For each line below, print it again exactly as shown.

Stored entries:
******************************
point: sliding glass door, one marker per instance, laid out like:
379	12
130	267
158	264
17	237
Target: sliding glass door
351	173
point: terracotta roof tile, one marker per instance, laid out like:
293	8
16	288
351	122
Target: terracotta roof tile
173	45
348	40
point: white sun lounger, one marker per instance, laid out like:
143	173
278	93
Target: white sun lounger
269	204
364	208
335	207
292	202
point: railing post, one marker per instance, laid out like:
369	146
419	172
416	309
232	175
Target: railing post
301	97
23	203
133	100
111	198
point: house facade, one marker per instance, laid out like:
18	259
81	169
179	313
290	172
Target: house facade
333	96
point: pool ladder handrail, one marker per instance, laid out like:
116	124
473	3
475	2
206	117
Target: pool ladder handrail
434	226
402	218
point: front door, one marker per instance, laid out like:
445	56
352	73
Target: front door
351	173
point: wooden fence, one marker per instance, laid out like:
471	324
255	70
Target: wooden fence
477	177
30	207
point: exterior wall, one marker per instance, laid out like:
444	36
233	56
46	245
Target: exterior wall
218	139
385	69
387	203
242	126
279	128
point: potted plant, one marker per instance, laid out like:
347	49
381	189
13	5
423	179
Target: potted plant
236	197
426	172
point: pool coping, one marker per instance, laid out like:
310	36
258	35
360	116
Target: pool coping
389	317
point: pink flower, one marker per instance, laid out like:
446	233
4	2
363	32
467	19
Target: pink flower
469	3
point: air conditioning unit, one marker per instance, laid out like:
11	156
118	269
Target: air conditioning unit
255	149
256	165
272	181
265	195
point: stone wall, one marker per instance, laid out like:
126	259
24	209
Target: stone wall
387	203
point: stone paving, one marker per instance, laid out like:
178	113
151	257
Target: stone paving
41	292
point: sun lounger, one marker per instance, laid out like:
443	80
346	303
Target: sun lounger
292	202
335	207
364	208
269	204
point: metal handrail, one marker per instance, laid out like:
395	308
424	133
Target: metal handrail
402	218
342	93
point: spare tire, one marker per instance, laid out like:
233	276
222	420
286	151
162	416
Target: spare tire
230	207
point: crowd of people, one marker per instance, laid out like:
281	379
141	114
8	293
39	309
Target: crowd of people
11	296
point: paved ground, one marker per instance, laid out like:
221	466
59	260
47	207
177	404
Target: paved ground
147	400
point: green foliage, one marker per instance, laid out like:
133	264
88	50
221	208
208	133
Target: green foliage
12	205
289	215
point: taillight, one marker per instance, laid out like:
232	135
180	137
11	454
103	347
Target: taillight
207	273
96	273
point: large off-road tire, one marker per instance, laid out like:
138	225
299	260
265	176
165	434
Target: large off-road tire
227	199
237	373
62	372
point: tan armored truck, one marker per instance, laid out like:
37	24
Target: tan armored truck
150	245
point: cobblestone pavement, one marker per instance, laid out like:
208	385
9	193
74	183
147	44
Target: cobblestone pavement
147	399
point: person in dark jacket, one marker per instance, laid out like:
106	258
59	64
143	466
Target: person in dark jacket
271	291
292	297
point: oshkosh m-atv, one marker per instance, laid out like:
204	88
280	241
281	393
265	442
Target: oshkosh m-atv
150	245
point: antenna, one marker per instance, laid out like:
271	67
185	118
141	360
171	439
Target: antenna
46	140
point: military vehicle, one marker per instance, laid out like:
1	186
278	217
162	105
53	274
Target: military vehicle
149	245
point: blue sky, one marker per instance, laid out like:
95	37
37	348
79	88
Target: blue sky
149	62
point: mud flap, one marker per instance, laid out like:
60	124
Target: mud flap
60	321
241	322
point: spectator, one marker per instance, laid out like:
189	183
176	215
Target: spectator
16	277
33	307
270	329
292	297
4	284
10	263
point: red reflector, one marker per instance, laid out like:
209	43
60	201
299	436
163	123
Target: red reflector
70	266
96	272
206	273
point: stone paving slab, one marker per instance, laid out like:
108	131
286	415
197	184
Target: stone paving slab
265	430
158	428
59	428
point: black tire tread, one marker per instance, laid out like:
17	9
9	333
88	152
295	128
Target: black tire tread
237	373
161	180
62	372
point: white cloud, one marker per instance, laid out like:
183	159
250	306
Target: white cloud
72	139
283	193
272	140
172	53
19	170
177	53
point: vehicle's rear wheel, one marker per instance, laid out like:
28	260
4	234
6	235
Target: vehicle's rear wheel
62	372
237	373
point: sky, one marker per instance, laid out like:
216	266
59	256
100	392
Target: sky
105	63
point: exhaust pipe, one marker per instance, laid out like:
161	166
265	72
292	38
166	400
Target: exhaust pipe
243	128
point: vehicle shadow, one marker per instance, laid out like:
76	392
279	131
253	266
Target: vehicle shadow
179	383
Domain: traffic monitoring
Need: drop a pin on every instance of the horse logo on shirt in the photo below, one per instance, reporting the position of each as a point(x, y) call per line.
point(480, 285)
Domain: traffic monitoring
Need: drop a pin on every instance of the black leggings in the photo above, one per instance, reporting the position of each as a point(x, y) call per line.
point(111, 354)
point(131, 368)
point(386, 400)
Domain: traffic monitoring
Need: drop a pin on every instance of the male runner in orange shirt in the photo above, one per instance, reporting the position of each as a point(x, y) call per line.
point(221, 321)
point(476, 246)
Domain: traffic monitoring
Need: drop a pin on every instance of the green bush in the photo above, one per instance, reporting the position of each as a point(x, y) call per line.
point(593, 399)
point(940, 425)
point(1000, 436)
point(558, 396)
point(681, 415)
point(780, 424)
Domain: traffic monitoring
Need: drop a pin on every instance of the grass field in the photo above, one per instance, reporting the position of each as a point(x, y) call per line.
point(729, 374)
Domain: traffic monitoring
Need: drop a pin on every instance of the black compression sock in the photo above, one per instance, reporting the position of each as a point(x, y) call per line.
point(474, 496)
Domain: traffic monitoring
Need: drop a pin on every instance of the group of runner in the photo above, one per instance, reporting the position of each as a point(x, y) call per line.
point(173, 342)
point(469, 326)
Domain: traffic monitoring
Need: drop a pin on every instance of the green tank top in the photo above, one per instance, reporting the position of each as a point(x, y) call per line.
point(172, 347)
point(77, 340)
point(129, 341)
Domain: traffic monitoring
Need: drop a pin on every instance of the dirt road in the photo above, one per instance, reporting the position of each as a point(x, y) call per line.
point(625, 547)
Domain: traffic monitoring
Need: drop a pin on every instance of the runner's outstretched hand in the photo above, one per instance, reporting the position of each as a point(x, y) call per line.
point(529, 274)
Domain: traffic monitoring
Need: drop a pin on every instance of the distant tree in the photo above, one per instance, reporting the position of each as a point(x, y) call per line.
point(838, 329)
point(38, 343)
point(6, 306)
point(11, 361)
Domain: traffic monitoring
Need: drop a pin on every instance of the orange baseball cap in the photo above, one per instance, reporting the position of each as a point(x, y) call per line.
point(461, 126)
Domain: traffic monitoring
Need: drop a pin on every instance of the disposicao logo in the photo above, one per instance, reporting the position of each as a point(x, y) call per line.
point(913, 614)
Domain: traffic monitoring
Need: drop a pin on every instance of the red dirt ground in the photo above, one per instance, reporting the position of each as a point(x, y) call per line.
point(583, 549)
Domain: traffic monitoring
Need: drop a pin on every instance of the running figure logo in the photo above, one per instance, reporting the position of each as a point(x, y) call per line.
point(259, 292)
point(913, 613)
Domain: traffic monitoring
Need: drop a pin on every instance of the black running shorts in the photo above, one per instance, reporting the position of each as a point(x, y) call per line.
******************************
RESULT OF THE EXERCISE –
point: sliding glass door, one marker per instance, laid out like:
379	12
130	267
158	264
17	237
Target: sliding glass door
351	173
point: terracotta roof tile, one marker per instance, laid out like:
293	8
16	288
351	122
Target: terracotta roof tile
173	45
348	40
point: white sun lounger, one marker per instance, laid out like:
143	173
278	93
Target: white sun lounger
269	204
364	208
335	207
292	202
point: railing post, one marker per instance, laid out like:
369	146
419	172
416	309
232	175
Target: railing post
301	97
23	203
133	100
111	198
point: house facade, one marker per instance, laid out like:
18	259
81	169
179	313
290	172
Target: house facade
333	96
point: pool ladder handrail, one marker per instance, laid out like:
116	124
473	3
475	2
206	117
Target: pool ladder handrail
434	226
402	218
point: front door, one marker per instance, laid out like:
445	56
352	73
Target: front door
351	173
point: wooden fence, one marker per instance, laid out like:
471	324
255	70
Target: wooden fence
477	177
30	207
point: exterior wall, one marker per instance, laid out like:
444	36
233	56
46	245
Target: exterior wall
218	139
385	69
387	203
242	126
279	128
point: potted plant, one marker per instance, laid out like:
347	49
381	189
13	5
423	179
Target: potted plant
236	197
426	172
point: pool coping, one marker per instance, laid out like:
310	36
258	35
360	116
Target: pool coping
389	317
point: pink flower, one marker per instance, laid out like:
446	233
4	2
363	32
467	19
Target: pink flower
469	3
point: air conditioning unit, one marker per instance, laid out like:
11	156
118	269
Target: air conditioning unit
255	149
256	165
272	181
265	195
point: stone wall, one marker per instance, laid out like:
126	259
24	209
Target: stone wall
387	203
point: stone paving, one marker per instance, laid out like:
178	113
151	257
Target: stone paving
41	292
point: sun lounger, one marker per instance, laid out like:
443	80
346	303
Target: sun lounger
292	202
335	207
364	208
269	204
point: metal handrail, one marker per instance, laid out like:
395	308
424	133
Target: metal handrail
402	218
342	93
point: spare tire, one marker per instance, laid out like:
233	276
222	420
286	151
162	416
Target: spare tire
230	207
point: crowd of people, one marker per instance, laid out like:
281	379
141	114
8	293
39	309
Target: crowd of people
11	296
point: paved ground, one marker per instance, laid out like:
221	466
59	260
47	207
177	404
Target: paved ground
147	400
point: green foliage, one marker per instance, laid out like:
133	264
88	50
221	208
208	133
Target: green foliage
12	205
289	215
point: taillight, one marker per instance, laid out like:
232	135
180	137
11	454
103	347
Target: taillight
207	273
96	273
point: large off-road tire, one marker per instance, laid out like:
138	225
299	260
265	176
165	434
Target: large off-road tire
227	199
237	373
62	372
point: tan armored truck, one marker per instance, laid out like:
37	24
Target: tan armored truck
150	245
point: cobblestone pavement, one marker per instance, laid out like:
208	385
9	193
74	183
147	44
Target: cobblestone pavement
147	399
point: person in dark jacket, one marker per instance, laid out like:
106	258
59	64
143	466
Target: person in dark jacket
271	291
292	297
point: oshkosh m-atv, one marker per instance, laid out like:
204	88
280	241
281	393
265	442
Target: oshkosh m-atv
150	245
point: antenna, one marker per instance, laid out like:
271	67
185	118
141	360
171	439
Target: antenna
46	140
point: military vehicle, one marker per instance, laid out like:
1	186
278	217
162	105
53	274
Target: military vehicle
149	245
point: blue sky, one marker per instance, laid out like:
95	37
37	348
79	88
Target: blue sky
149	62
point: mud flap, one marker per instance, laid out like:
60	124
Target: mud flap
60	321
241	322
point: spectator, one marker per instance, laid out like:
189	183
176	215
Target: spectator
16	277
33	307
270	329
292	297
4	284
10	263
point: red reflector, one marker per instance, laid out like:
209	43
60	201
299	436
163	123
Target: red reflector
70	266
96	272
206	273
point: stone paving slab, one marker per instance, laid out like:
108	131
286	415
197	184
Target: stone paving slab
265	430
158	428
59	428
point: black tire tread, one marker per instance, laid out like:
17	9
9	333
88	152
295	128
Target: black tire tread
237	373
161	180
62	372
point: white cloud, one marker per instance, laid out like:
183	159
250	306
Target: white cloud
72	139
283	193
272	140
172	53
19	170
177	53
point: vehicle's rear wheel, one marker per instance, laid out like:
28	260
4	234
6	235
Target: vehicle's rear wheel
62	372
237	373
point: sky, one marker per instance, laid out like:
216	266
59	256
100	392
Target: sky
105	63
point: exhaust pipe, one marker per instance, laid out like:
161	166
265	72
292	38
166	400
Target: exhaust pipe
243	128
point: vehicle shadow, one marker per instance, laid out like:
76	392
279	131
253	266
Target: vehicle shadow
179	383
Domain: traffic monitoring
Need: drop a pin on every instance of the horse logo on shirt in the photo below, one per instance, reporting the position of each as a point(x, y) call per line.
point(480, 285)
Domain: traffic monitoring
Need: drop a pin on every instance of the black leggings in the photo above, one per instance, reporting the position of each as a point(x, y) call per line.
point(111, 354)
point(131, 368)
point(386, 400)
Domain: traffic monitoring
Need: drop a pin on every instance of the male runner in orange shirt in the photo above, one per instance, reporting the position of each as a point(x, y) call per line.
point(221, 321)
point(476, 246)
Domain: traffic monitoring
Need: drop a pin on every instance of the green bush in the photo above, one per instance, reporting the position of each as a point(x, y) call per line.
point(593, 399)
point(940, 425)
point(1000, 436)
point(558, 396)
point(681, 415)
point(780, 424)
Domain: traffic monitoring
Need: drop a pin on every instance of the grass field in the photo above, one per instance, reporting the position of each as a point(x, y) call per line.
point(729, 374)
Domain: traffic monitoring
Need: drop a pin on every instance of the black compression sock in the photo above, one per instance, reporting the position of each as a point(x, y) call per line.
point(474, 496)
Domain: traffic monitoring
Need: drop a pin on every instance of the group of runner in the photo above, one per instance, reporting the position of each as a point(x, y) call per line.
point(173, 342)
point(469, 326)
Domain: traffic monitoring
Need: drop a pin on every instance of the green tank top in the photo above, one per instance, reporting the position of each as a point(x, y) call per line.
point(172, 347)
point(77, 340)
point(129, 341)
Domain: traffic monitoring
Need: drop a pin on every instance of the dirt road in the photo above, one per instance, reporting the position of each as a point(x, y) call per line.
point(625, 547)
Domain: traffic monitoring
Need: drop a pin on every instance of the runner's outstretched hand in the photo above, one per instance, reporting the position of each as a point(x, y) call per line.
point(529, 274)
Domain: traffic monitoring
Need: drop a pin on every instance of the distant tree in the photo above, one per instance, reporting the position of each as a point(x, y) call per line.
point(838, 329)
point(38, 343)
point(6, 306)
point(11, 361)
Domain: traffic monitoring
Need: drop a pin on every instance of the orange baseball cap in the photo above, one per instance, reporting the position of each as a point(x, y) call per line.
point(461, 126)
Domain: traffic monitoring
Need: drop a pin on every instance of the disposicao logo in the photo above, one per instance, reporting the position of each as a point(x, y) call per line.
point(913, 614)
Domain: traffic monitoring
Need: drop a pin on every instance of the red dirt ground in the photo above, one per instance, reporting the position of each as a point(x, y) call per line.
point(583, 549)
Domain: traffic monitoring
Need: drop a pin on every instance of the running figure logo in the photo above, one per instance, reporting the position of each as a point(x, y) call per line.
point(259, 292)
point(913, 613)
Domain: traffic monitoring
Need: drop a pin on every instance of the black running shorts in the photo above, one per instance, reporting the position of each as a point(x, y) call per line.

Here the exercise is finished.